DATA FOR THIS TASK
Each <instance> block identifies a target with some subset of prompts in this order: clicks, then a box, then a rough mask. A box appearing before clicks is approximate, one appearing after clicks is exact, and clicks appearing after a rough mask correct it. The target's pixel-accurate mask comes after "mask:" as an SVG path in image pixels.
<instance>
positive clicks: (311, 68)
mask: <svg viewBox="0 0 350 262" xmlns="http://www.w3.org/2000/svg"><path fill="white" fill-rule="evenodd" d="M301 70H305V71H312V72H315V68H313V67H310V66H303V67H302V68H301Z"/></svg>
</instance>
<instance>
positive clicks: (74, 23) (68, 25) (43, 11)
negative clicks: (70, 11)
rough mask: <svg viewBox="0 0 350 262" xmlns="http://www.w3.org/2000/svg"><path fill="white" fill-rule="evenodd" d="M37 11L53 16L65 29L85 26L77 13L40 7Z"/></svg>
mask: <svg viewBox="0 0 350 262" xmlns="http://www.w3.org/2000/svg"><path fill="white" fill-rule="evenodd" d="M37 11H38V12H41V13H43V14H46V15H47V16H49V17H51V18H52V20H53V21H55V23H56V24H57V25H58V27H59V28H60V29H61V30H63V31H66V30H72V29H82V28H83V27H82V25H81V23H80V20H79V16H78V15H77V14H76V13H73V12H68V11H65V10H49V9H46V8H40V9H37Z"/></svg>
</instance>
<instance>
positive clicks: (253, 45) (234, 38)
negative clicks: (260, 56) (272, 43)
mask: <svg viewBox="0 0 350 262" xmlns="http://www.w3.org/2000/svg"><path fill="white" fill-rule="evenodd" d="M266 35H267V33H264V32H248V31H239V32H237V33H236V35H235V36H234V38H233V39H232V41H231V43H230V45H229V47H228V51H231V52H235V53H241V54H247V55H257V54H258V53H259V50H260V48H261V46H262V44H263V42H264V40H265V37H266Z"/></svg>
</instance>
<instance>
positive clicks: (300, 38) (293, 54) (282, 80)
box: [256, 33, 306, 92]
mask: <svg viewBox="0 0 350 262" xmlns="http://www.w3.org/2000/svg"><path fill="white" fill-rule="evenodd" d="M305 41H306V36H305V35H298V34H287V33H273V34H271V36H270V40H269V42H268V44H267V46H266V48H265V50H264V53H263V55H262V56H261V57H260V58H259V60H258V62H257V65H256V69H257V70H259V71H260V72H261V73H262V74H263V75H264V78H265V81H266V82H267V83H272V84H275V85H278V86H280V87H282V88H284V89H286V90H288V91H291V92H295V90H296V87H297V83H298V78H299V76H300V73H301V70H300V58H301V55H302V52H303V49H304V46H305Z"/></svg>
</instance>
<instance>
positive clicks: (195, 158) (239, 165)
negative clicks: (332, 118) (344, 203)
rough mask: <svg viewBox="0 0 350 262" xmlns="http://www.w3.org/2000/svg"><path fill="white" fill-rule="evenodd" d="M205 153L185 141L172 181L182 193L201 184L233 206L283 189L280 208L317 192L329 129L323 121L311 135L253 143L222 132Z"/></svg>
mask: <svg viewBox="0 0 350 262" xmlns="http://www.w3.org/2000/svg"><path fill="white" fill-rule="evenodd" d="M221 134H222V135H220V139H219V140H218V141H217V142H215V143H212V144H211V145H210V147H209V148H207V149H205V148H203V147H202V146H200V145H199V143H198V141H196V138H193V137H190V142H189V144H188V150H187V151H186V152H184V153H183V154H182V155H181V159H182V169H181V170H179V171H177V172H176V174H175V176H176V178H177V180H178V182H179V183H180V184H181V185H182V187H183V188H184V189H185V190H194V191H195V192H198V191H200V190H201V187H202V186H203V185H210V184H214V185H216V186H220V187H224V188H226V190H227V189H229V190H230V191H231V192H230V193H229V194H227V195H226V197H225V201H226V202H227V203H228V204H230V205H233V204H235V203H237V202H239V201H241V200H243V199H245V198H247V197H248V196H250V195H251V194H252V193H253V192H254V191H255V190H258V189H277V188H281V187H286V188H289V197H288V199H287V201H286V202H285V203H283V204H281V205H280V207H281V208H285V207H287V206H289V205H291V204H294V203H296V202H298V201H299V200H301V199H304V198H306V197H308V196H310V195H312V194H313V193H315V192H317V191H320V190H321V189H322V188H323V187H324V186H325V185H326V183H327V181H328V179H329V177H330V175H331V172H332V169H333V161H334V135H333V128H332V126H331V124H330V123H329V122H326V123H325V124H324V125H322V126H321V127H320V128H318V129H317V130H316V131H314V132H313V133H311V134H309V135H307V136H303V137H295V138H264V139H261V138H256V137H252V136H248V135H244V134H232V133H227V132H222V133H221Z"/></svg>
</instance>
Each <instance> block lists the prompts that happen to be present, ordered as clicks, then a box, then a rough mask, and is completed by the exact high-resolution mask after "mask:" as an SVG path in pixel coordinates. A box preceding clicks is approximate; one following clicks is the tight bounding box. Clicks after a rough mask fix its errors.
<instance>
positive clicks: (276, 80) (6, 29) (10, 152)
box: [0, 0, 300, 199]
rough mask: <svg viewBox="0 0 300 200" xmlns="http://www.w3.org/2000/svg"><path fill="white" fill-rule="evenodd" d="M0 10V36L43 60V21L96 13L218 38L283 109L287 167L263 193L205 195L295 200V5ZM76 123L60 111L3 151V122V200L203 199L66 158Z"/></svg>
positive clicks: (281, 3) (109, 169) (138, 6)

EXERCISE DIRECTIONS
All records must be repeated exactly, with none skipped.

EXPECTED ANSWER
Each <instance> block identifies a target with some subset of prompts in this order: clicks, then a box, then a rough mask. A box appearing before clicks is approximate, one appearing after clicks is exact, and clicks appearing after a rough mask correct it. The target's pixel-accurate mask comes after "mask:" as an SVG path in image pixels.
<instance>
positive clicks: (311, 68)
mask: <svg viewBox="0 0 350 262" xmlns="http://www.w3.org/2000/svg"><path fill="white" fill-rule="evenodd" d="M301 70H305V71H312V72H315V68H313V67H310V66H303V67H302V68H301Z"/></svg>
</instance>
<instance>
positive clicks: (74, 23) (68, 25) (43, 11)
negative clicks: (70, 11)
rough mask: <svg viewBox="0 0 350 262" xmlns="http://www.w3.org/2000/svg"><path fill="white" fill-rule="evenodd" d="M37 11L53 16L65 29L85 26L77 13L40 7Z"/></svg>
mask: <svg viewBox="0 0 350 262" xmlns="http://www.w3.org/2000/svg"><path fill="white" fill-rule="evenodd" d="M37 11H38V12H41V13H43V14H46V15H47V16H49V17H51V18H52V20H53V21H55V23H56V24H57V25H58V27H59V28H60V29H61V30H63V31H66V30H72V29H82V28H83V27H82V25H81V23H80V20H79V16H78V15H77V14H76V13H73V12H68V11H65V10H49V9H46V8H40V9H37Z"/></svg>
</instance>
<instance>
positive clicks: (253, 45) (234, 38)
negative clicks: (260, 56) (272, 43)
mask: <svg viewBox="0 0 350 262" xmlns="http://www.w3.org/2000/svg"><path fill="white" fill-rule="evenodd" d="M266 35H267V33H264V32H248V31H239V32H237V33H236V35H235V36H234V38H233V39H232V41H231V43H230V45H229V47H228V51H231V52H235V53H241V54H247V55H257V54H258V53H259V50H260V48H261V46H262V44H263V42H264V40H265V37H266Z"/></svg>
</instance>
<instance>
positive clicks: (300, 38) (293, 54) (282, 80)
box: [256, 33, 306, 92]
mask: <svg viewBox="0 0 350 262" xmlns="http://www.w3.org/2000/svg"><path fill="white" fill-rule="evenodd" d="M305 41H306V36H305V35H298V34H287V33H273V34H271V36H270V40H269V42H268V44H267V46H266V48H265V50H264V53H263V55H262V56H261V57H260V58H259V60H258V62H257V65H256V69H257V70H259V71H260V72H261V73H262V74H263V75H264V78H265V81H266V82H267V83H272V84H275V85H278V86H280V87H282V88H284V89H286V90H288V91H291V92H295V90H296V87H297V83H298V78H299V76H300V73H301V70H300V58H301V55H302V52H303V49H304V46H305Z"/></svg>
</instance>
<instance>
positive clicks: (195, 158) (239, 165)
negative clicks: (332, 118) (344, 203)
rough mask: <svg viewBox="0 0 350 262" xmlns="http://www.w3.org/2000/svg"><path fill="white" fill-rule="evenodd" d="M205 153L185 141L172 181L182 193L201 184L233 206L283 189L280 208L317 192L329 129L323 121L311 135L253 143L222 132Z"/></svg>
mask: <svg viewBox="0 0 350 262" xmlns="http://www.w3.org/2000/svg"><path fill="white" fill-rule="evenodd" d="M221 134H222V135H220V139H219V140H218V141H217V142H215V143H212V144H211V145H210V147H209V148H207V149H205V148H203V147H202V146H200V145H199V143H198V141H196V138H193V137H190V142H189V144H188V150H187V151H186V152H184V153H183V154H182V155H181V159H182V169H181V170H179V171H177V172H176V174H175V176H176V178H177V180H178V182H179V183H180V184H181V185H182V187H183V188H184V189H185V190H194V191H195V192H198V191H200V190H201V187H202V186H203V185H210V184H214V185H216V186H220V187H224V188H226V190H227V189H229V190H230V191H231V192H230V193H229V194H227V195H226V197H225V201H226V202H227V203H228V204H230V205H233V204H235V203H237V202H239V201H241V200H243V199H245V198H247V197H248V196H250V195H251V194H252V193H253V192H254V191H255V190H258V189H277V188H281V187H286V188H289V197H288V199H287V201H286V202H285V203H283V204H281V205H280V207H281V208H285V207H287V206H289V205H291V204H294V203H296V202H298V201H299V200H301V199H304V198H306V197H308V196H310V195H312V194H313V193H315V192H317V191H320V190H321V189H322V188H323V187H324V186H325V185H326V183H327V181H328V179H329V177H330V175H331V172H332V169H333V161H334V135H333V128H332V126H331V124H330V123H329V122H326V123H325V124H324V125H322V126H321V127H320V128H318V129H317V130H316V131H314V132H313V133H311V134H309V135H307V136H303V137H295V138H264V139H261V138H256V137H252V136H248V135H244V134H232V133H227V132H222V133H221Z"/></svg>
</instance>
Each <instance> block lists the prompts that happen to be present, ordered as clicks, then a box, then a rough mask, and is completed by the exact high-resolution mask after "mask:" as an SVG path in pixel coordinates. A box preceding clicks is approximate; one following clicks is the tight bounding box. Clicks after a rough mask fix its errors.
<instance>
positive clicks: (276, 80) (6, 29) (10, 152)
box: [0, 0, 300, 199]
rough mask: <svg viewBox="0 0 300 200" xmlns="http://www.w3.org/2000/svg"><path fill="white" fill-rule="evenodd" d="M0 10V36L43 60V21L96 13L218 38L283 109L287 167L263 193L205 195L295 200V5ZM76 123L60 111L3 151V122V200L203 199L66 158Z"/></svg>
positive clicks: (281, 3) (109, 169) (138, 6)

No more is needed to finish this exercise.